— READING TEXT —
780,000,000 new H Shares of RMB1.00 each in the share capital of the Company will be issued by the Company pursuant to the terms and subject to the conditions set out in the Placing Agreement.
 
The 780,000,000 H Shares to be placed under the Placing Agreement represent approximately 19.90% of the existing number of H Shares in issue (being 3,920,383,440 H Shares as at the date of this announcement), and approximately 5.13% of the number of total issued Shares and approximately 16.59% of the number of H Shares as enlarged by the allotment and issue of the Placing Shares. The nominal value of each Placing Share under the Placing will be RMB1.00, and the aggregate nominal value of the Placing Shares under the Placing will be RMB780,000,000.

The Placing

The Company has agreed to issue the Placing Shares, and the Sole Placing Agent has agreed, as the agent of the Company, to procure Placees on a fully underwritten basis to subscribe for the Placing Shares at the Placing Price and on the terms and subject to the conditions set out in the Placing Agreement.

— EXTRACTED DATA —
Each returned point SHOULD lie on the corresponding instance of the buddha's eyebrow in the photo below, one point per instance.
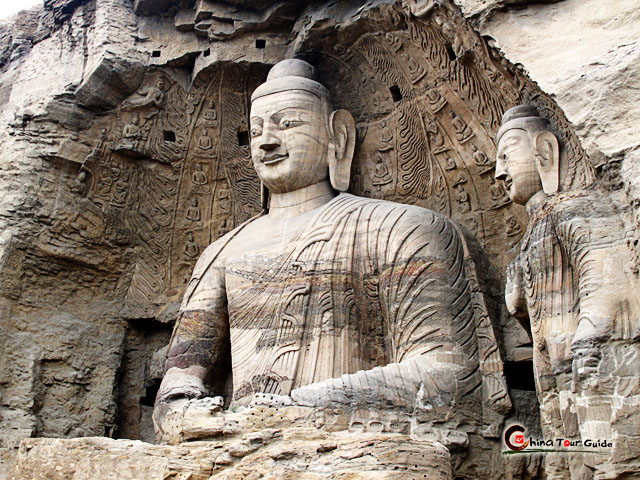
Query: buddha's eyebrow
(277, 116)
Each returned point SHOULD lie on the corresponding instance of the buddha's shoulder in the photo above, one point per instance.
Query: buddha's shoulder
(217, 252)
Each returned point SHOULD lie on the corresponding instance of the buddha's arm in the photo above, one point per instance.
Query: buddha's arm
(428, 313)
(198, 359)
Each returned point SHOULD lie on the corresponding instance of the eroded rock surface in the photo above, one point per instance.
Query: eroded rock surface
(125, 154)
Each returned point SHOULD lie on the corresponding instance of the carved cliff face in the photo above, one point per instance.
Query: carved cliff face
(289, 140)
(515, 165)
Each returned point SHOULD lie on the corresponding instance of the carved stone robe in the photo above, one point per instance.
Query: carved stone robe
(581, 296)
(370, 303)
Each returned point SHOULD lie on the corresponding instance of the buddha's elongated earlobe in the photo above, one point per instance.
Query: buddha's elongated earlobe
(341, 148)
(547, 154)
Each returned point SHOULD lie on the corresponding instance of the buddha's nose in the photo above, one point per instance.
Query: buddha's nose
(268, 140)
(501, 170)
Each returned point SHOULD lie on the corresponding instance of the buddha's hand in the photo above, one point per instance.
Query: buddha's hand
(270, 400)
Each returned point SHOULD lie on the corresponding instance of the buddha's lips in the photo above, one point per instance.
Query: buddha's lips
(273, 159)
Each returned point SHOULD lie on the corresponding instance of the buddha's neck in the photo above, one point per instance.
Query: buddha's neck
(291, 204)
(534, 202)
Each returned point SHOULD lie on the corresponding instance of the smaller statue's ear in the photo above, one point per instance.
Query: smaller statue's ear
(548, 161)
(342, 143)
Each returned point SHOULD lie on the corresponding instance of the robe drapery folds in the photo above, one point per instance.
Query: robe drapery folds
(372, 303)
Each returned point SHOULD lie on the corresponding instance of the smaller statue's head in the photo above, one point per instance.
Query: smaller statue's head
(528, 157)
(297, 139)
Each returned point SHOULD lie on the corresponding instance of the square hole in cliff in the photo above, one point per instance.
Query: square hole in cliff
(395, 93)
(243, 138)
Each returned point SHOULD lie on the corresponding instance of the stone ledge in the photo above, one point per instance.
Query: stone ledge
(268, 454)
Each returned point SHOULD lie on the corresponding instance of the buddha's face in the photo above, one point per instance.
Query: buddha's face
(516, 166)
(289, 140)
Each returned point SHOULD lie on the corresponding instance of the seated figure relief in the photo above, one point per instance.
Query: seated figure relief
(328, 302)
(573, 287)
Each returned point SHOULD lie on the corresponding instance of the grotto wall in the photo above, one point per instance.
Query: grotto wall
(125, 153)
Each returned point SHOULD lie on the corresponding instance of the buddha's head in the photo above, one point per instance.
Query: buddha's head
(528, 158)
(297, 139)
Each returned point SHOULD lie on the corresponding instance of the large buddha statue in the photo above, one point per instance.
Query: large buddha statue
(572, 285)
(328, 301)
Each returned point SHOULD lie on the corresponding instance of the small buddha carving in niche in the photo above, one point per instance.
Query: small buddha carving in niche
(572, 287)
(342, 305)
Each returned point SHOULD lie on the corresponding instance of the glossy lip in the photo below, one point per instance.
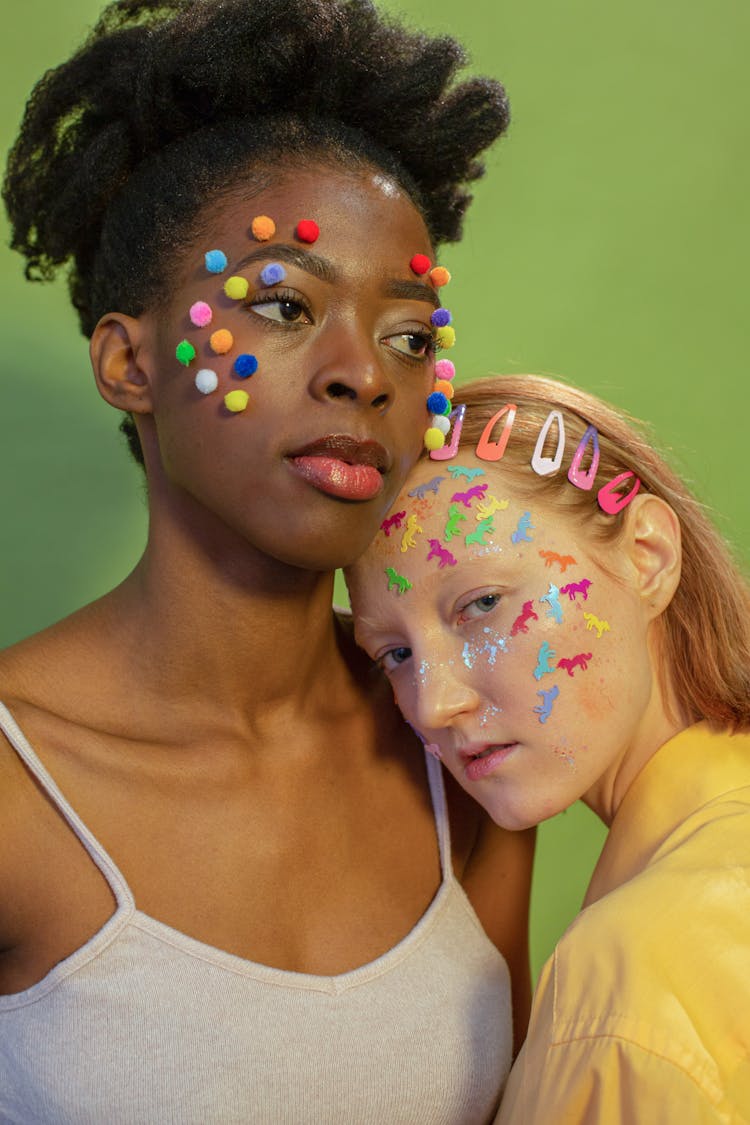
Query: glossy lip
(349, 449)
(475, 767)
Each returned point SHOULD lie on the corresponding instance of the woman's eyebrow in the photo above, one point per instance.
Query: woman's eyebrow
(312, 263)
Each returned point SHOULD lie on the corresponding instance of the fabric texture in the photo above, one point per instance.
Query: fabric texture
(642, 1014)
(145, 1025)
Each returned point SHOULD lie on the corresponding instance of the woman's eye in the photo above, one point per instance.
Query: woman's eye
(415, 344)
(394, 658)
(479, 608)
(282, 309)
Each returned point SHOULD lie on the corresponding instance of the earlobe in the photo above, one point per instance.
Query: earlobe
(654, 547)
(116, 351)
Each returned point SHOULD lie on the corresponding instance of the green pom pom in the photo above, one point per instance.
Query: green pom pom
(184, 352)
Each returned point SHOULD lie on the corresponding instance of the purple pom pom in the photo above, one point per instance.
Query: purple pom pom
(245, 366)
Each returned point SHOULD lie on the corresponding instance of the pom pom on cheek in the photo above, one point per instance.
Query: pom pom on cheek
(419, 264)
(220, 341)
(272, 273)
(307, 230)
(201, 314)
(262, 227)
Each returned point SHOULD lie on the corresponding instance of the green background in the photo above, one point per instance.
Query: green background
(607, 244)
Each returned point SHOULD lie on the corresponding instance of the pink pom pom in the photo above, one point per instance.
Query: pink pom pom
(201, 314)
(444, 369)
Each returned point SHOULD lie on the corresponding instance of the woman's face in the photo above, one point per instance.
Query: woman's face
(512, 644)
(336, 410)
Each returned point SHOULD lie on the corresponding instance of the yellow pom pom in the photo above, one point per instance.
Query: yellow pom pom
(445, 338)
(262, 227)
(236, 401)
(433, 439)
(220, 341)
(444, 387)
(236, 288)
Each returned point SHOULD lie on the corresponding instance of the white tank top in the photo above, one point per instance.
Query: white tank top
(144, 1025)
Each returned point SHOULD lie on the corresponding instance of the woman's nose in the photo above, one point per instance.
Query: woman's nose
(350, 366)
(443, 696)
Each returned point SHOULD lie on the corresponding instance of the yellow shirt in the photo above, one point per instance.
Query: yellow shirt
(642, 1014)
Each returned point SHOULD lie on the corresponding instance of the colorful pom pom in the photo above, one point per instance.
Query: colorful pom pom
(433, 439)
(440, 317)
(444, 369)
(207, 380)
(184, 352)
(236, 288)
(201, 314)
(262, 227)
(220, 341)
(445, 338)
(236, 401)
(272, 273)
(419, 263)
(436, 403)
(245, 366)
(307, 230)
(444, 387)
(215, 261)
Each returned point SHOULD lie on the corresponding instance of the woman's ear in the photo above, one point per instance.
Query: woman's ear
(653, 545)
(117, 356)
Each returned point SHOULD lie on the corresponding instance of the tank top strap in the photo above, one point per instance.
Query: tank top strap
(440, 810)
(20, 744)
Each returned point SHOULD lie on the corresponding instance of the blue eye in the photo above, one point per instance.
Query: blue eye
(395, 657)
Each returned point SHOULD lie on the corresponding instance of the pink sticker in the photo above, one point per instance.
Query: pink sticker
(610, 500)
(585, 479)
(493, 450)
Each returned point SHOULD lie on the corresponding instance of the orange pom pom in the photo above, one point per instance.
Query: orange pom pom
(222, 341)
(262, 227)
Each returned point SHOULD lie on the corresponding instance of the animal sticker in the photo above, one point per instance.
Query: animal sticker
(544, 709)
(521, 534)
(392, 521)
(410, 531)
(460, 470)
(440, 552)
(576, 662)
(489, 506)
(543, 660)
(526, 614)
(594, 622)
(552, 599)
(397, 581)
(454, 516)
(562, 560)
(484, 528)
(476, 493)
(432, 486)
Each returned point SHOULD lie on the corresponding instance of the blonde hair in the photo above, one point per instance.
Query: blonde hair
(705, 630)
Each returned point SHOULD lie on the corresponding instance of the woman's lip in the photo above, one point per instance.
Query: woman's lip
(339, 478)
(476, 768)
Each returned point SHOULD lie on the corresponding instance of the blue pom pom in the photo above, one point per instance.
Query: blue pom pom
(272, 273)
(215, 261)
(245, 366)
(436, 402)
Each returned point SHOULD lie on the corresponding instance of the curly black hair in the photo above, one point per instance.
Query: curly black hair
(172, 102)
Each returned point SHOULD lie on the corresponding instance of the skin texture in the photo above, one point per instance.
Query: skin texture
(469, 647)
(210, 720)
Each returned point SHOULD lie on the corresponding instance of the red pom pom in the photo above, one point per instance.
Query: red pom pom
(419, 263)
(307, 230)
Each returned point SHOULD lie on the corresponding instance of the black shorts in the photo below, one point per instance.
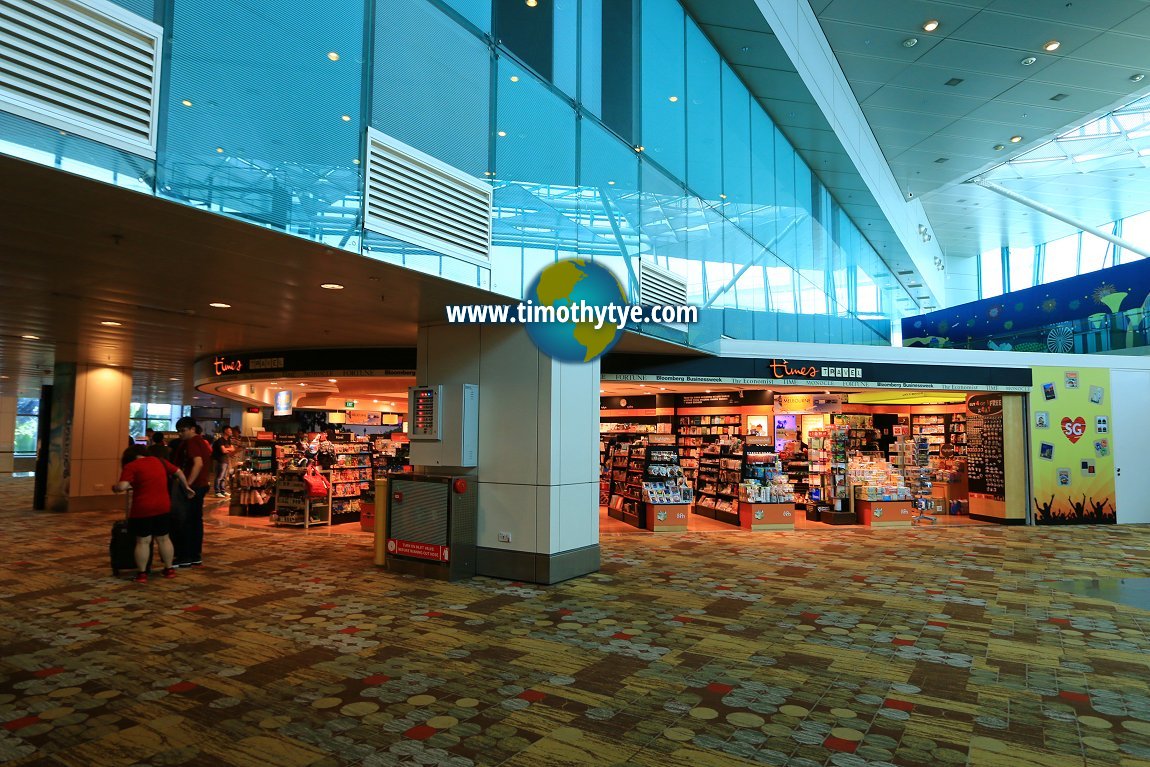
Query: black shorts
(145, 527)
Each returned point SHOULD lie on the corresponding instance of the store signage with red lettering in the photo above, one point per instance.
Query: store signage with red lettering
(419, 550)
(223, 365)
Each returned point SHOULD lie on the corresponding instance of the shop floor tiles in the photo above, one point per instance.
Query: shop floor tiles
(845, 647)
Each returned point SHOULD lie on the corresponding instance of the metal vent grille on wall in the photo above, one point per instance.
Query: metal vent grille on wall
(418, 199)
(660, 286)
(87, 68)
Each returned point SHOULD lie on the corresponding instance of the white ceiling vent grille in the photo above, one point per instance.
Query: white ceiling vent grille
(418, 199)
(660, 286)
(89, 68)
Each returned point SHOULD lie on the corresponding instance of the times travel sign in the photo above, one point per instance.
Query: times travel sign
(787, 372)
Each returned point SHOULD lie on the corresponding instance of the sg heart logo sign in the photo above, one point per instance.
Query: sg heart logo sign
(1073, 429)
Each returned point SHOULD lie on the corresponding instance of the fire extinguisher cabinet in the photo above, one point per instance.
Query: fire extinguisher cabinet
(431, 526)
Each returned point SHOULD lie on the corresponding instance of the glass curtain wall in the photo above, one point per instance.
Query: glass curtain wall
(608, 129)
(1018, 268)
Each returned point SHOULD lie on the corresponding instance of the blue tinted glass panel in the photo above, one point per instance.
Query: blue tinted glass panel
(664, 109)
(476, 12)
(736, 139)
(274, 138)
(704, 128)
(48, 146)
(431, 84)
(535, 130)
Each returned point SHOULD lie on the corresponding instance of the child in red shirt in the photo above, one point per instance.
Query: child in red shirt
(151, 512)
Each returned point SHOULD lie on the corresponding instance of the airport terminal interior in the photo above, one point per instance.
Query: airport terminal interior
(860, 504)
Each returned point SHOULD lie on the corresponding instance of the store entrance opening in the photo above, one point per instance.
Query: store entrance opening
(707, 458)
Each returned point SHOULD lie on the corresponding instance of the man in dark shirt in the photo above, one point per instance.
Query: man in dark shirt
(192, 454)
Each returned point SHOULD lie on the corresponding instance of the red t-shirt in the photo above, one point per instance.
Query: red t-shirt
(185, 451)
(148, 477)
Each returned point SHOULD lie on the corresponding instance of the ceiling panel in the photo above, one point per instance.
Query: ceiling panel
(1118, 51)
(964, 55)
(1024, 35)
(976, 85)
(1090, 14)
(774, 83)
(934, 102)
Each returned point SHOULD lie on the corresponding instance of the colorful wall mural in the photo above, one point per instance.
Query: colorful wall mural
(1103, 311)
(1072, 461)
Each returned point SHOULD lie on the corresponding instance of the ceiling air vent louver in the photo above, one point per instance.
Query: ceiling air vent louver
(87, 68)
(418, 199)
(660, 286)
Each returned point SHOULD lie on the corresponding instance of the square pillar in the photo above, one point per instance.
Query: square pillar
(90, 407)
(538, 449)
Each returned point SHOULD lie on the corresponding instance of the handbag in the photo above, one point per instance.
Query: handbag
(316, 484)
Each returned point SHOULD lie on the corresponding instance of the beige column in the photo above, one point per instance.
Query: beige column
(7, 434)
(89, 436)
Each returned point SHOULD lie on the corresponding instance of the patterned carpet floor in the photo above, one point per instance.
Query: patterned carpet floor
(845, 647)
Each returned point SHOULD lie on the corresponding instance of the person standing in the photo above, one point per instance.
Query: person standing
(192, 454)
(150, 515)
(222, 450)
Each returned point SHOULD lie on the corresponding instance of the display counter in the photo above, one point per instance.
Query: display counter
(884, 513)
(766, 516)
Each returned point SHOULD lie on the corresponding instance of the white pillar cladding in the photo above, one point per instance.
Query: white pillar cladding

— STATED EXERCISE A —
From the share placing announcement, extract the passage from "780,000,000 new H" up to and including "will be RMB780,000,000.".
— STATED EXERCISE B —
Write the next part of the share placing announcement, picking up right after its final sentence.
You can set the records aside; nothing here depends on them.

— TASK RESPONSE A —
780,000,000 new H Shares of RMB1.00 each in the share capital of the Company will be issued by the Company pursuant to the terms and subject to the conditions set out in the Placing Agreement.
 
The 780,000,000 H Shares to be placed under the Placing Agreement represent approximately 19.90% of the existing number of H Shares in issue (being 3,920,383,440 H Shares as at the date of this announcement), and approximately 5.13% of the number of total issued Shares and approximately 16.59% of the number of H Shares as enlarged by the allotment and issue of the Placing Shares. The nominal value of each Placing Share under the Placing will be RMB1.00, and the aggregate nominal value of the Placing Shares under the Placing will be RMB780,000,000.

— TASK RESPONSE B —
 
The Placing Shares will be allotted and issued pursuant to the General Mandate, and will be allotted to six to ten Placees.
 
To the best of the Directors’ knowledge, information and belief, having made all reasonable enquiries, the Sole Placing Agent and its ultimate beneficial owners are not connected persons of the Company or its connected persons.

The Placees

The Sole Placing Agent will place the Placing Shares at the Placing Price (exclusive of brokerage, the Hong Kong Stock Exchange trading fees and SFC transaction levy as may be payable by the Placees) to no fewer than six but no more than ten Placees who are independent professional, institutional or other investors on the terms and conditions of the Placing Agreement. To the best knowledge, information and belief of the Company, none of the Placees and their beneficial owners is a connected person (as defined in the Listing Rules) of the Company. It is expected that none of the Placees will become a substantial shareholder of the Company immediately after the Completion.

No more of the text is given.